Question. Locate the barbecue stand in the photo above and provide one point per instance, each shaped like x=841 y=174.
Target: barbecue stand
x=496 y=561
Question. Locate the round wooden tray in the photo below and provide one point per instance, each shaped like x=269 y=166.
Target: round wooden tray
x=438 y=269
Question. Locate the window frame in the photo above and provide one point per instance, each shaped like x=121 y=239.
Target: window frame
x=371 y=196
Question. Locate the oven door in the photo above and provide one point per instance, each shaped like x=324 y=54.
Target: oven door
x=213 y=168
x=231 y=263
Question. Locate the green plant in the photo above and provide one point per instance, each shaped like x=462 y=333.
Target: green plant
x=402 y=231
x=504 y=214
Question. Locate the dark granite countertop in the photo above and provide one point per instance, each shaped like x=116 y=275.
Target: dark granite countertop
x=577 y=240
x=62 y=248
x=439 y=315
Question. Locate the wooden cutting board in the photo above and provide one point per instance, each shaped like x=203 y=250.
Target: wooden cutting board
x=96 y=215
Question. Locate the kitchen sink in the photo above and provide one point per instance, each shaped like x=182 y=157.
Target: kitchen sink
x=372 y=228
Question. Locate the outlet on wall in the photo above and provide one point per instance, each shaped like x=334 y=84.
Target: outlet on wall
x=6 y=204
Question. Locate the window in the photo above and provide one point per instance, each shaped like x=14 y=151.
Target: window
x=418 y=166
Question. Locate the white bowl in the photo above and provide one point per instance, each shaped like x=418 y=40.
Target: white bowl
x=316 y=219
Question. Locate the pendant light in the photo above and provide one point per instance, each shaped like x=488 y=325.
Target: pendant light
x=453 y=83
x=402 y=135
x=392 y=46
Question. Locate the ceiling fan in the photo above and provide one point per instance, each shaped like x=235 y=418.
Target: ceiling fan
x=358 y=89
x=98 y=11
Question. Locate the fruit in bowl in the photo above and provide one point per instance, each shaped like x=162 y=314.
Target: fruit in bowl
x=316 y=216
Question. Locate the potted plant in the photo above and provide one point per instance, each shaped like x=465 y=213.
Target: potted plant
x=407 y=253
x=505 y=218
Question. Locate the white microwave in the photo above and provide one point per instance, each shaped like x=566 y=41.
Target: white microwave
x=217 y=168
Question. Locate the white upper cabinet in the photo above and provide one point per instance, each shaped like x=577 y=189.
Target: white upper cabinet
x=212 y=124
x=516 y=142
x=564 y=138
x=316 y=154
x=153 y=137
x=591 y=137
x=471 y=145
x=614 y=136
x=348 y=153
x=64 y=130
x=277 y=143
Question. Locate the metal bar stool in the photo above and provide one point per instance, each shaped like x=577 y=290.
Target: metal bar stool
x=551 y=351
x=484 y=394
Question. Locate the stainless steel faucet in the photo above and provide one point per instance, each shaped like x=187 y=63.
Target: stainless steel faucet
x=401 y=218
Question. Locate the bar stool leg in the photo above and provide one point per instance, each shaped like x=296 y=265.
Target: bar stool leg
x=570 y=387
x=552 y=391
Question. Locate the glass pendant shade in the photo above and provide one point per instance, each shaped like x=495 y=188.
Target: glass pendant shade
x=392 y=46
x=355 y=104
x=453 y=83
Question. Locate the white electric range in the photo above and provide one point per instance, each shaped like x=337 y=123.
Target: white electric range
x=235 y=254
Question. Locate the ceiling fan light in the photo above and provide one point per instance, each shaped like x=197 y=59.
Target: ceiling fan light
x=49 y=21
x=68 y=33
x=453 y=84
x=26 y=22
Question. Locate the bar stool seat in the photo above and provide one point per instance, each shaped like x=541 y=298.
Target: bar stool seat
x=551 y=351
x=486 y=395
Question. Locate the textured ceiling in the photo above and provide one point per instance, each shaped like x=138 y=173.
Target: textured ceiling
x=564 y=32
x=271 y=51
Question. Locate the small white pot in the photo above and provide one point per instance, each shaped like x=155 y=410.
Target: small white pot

REQUIREMENTS: Multiply by 2 every answer coordinate in the data starting at the line that contains "Question. Locate the ceiling fan in" and ending at the line that contains "x=217 y=168", rounding to whole numbers with halves going up. Rewrite all of those lines, including the ones that ask for points, and leave the sample coordinates in their wording unchanged.

ANSWER TO THE EXERCISE:
Question. Locate the ceiling fan in the photo above and provide one point per instance, each shaped like x=235 y=418.
Target: ceiling fan
x=716 y=178
x=196 y=22
Question. Locate the fruit in bowl in the photo above and provide one point per instance, each shaped like x=162 y=314.
Target: fruit in bowl
x=632 y=432
Question. Locate the potted plant in the photo above and provide one point per instance, each shaped like x=465 y=213.
Target: potted plant
x=814 y=506
x=1010 y=436
Question. Locate the white microwave in the photo above and provide one point per instance, each shaped like x=566 y=41.
Target: white microwave
x=434 y=336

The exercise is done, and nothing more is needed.